§ **PASSAGE FOR REVIEW**:
--------------------

A week after those briefings, I learned from a journalist that my name was soon to be made public. I finally decided to write the story myself, and called back David Shipley at the New York Times to accept his offer of space on their op-ed page.
I knew that my credibility would be challenged the moment I went public, and I made preparations to defend it. I was not going to let the rabid ankle-biters of the right deny me a voice in the debate or impugn my integrity. I had earned the right to be heard, the same right enjoyed by other responsible citizens. I spoke out confident in the belief that our democracy remains strong precisely because we have a long and proud tradition of citizens challenging our government when it lies to the people.
However, for all the insults I knew I would suffer, I never expected the White House itself to do anything like what it did: come after my wife.
The disclosure of her identity was unprecedented, and the Grand Jury will decide if it was a criminal act. Whether convictions are obtained or not, it was unquestionably beneath the standards of conduct that we have every right to demand from our public servants. But in their attacks on us, the administration was firing at the wrong targets. I had not put the sixteen words in the president's mouth; somebody on his staff had, and that is where he should have been taking aim; Valerie had not done anything wrong. And when somebody leaked the fact she was undercover, thereby putting a national security asset out of commission at a time of war, the president should have demanded swift action to remove the offender from his post. Yet, as in the case of the sixteen words, the president once again demonstrated more loyalty to his staff than they had shown to him. To this day, no one at the White House has apologized for the unwarranted attacks on Valerie and me. And to this day, the person who leaked her name evidently remains in a position where he enjoys the trust of President Bush.
An example of the administration's shifting rationales for the war is evident in the varying importance officials placed on the allegation that Iraq had purchased uranium, or tried to. In sharp contrast to the president's dire warnings in his September 2002 speech to the U.N., in which he stated, "Should Iraq acquire fissile material, it would be able to build a nuclear weapon within a year," and the subsequent charge that Iraq was actively seeking to purchase uranium from Africa, Condoleezza Rice tried to downplay the importance of the Niger allegation after it came out that it was false. "It is ludicrous to suggest that the president of the United States went to war on the question of whether Saddam Hussein sought uranium from Africa," Dr. Rice said on FOX News Sunday on July 13, 2003. "This was part of a very broad case that the president laid out in the State of the Union and other places." But the Niger fabrication was the only allegation of an Iraqi attempt to secure uranium that the administration ever put forward to substantiate the president's charge.
As it turned out, Rice was actually right -- if not for the reason she meant -- that the Niger allegation was unimportant, because this war was never really about WMD. Paul Wolfowitz, in an interview with Vanity Fair, acknowledged as much when he said, "The truth is that for reasons that have a lot to do with the U.S. government bureaucracy we settled on the one issue that everyone could agree on which was weapons of mass destruction as the core reason." (The Pentagon released its own transcript of the interview after they were unhappy with news coverage of the revelations in the published article, but the two versions do not differ on this point.)

--------------------

§ **Stored entries**:
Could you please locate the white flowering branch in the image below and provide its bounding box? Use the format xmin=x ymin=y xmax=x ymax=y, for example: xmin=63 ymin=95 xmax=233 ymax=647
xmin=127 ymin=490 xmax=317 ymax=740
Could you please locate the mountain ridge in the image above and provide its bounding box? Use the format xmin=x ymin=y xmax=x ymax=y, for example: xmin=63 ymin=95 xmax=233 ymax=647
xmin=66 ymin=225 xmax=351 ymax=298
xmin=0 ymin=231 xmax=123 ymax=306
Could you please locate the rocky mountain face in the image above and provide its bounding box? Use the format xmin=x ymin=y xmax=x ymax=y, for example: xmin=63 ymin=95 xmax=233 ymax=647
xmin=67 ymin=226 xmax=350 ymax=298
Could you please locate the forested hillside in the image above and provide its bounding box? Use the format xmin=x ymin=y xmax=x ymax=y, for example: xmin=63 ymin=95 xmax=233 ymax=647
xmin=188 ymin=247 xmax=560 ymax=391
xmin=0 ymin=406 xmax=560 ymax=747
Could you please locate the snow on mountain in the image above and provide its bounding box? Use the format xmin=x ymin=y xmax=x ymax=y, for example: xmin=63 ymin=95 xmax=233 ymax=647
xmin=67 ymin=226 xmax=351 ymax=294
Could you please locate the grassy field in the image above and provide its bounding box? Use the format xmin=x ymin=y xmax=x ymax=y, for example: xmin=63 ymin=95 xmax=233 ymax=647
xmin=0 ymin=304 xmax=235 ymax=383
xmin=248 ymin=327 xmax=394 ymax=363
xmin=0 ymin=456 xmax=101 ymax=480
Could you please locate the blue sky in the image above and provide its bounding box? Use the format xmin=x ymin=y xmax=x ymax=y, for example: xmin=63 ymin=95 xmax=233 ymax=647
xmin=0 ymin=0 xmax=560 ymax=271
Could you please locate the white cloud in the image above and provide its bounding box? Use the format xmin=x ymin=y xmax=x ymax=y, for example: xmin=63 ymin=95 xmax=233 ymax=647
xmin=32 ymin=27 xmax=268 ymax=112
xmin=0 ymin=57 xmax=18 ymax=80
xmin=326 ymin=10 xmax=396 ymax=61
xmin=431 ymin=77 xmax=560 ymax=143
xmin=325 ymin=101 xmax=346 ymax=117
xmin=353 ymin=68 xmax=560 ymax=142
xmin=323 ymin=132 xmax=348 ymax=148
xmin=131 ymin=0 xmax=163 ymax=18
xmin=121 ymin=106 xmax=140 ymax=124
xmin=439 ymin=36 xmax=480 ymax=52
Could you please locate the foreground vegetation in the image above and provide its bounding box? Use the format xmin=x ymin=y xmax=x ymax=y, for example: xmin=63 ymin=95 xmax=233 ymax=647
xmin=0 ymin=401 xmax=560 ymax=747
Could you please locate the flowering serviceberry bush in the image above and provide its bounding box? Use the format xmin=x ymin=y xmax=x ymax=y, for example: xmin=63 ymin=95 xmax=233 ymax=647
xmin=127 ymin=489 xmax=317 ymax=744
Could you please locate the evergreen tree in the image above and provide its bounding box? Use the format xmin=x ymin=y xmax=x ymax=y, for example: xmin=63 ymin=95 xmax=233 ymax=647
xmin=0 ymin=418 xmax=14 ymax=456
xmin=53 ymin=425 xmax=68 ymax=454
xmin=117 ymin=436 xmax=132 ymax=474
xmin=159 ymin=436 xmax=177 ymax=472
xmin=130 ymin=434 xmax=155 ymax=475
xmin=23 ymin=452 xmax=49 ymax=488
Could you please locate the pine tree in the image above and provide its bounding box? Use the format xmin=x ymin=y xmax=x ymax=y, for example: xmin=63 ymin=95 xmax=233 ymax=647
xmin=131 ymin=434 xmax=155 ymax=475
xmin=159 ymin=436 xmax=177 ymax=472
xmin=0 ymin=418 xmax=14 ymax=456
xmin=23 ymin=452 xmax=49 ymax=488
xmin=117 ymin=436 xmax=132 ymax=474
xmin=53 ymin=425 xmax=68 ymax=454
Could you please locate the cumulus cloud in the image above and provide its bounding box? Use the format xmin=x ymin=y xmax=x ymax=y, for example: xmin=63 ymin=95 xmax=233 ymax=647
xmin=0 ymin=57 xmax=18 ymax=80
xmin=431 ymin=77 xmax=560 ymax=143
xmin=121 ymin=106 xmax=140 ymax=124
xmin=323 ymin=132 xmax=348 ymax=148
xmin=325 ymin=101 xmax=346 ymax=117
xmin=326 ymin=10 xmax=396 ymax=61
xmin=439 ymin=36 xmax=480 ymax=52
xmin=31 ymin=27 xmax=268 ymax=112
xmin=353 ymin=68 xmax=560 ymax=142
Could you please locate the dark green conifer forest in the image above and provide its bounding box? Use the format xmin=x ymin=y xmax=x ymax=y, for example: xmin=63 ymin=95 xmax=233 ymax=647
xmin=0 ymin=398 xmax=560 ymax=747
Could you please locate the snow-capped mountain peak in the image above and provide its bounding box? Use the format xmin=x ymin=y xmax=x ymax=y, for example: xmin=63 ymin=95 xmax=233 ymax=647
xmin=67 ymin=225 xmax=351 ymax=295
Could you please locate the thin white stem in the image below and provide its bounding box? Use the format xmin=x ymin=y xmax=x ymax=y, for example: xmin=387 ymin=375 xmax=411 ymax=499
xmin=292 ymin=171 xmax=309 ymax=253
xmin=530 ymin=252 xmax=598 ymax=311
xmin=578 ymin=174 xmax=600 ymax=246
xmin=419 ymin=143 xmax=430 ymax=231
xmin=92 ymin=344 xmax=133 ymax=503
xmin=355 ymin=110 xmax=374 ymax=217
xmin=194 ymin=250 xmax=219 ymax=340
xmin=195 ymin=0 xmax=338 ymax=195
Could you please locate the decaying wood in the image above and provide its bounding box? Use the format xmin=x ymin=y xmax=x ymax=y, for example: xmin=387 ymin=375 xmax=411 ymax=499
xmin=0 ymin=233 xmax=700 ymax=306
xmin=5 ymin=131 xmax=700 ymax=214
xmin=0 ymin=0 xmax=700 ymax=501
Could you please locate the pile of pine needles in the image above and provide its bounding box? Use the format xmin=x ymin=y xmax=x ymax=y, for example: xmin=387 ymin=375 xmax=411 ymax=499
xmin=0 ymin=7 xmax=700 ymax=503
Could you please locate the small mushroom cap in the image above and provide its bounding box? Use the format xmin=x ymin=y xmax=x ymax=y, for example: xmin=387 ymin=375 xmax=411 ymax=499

--------------------

§ **EXERCISE BRIEF**:
Answer these questions from the passage on the Niger uranium claim:
1. Which newspaper's op-ed page did the writer agree to write for?
2. On what program and date did Condoleezza Rice call it "ludicrous" to say the president went to war over uranium from Africa?
3. Which publication interviewed Paul Wolfowitz?

§ **ANSWER**:
1. The New York Times.
2. FOX News Sunday, on July 13, 2003.
3. Vanity Fair.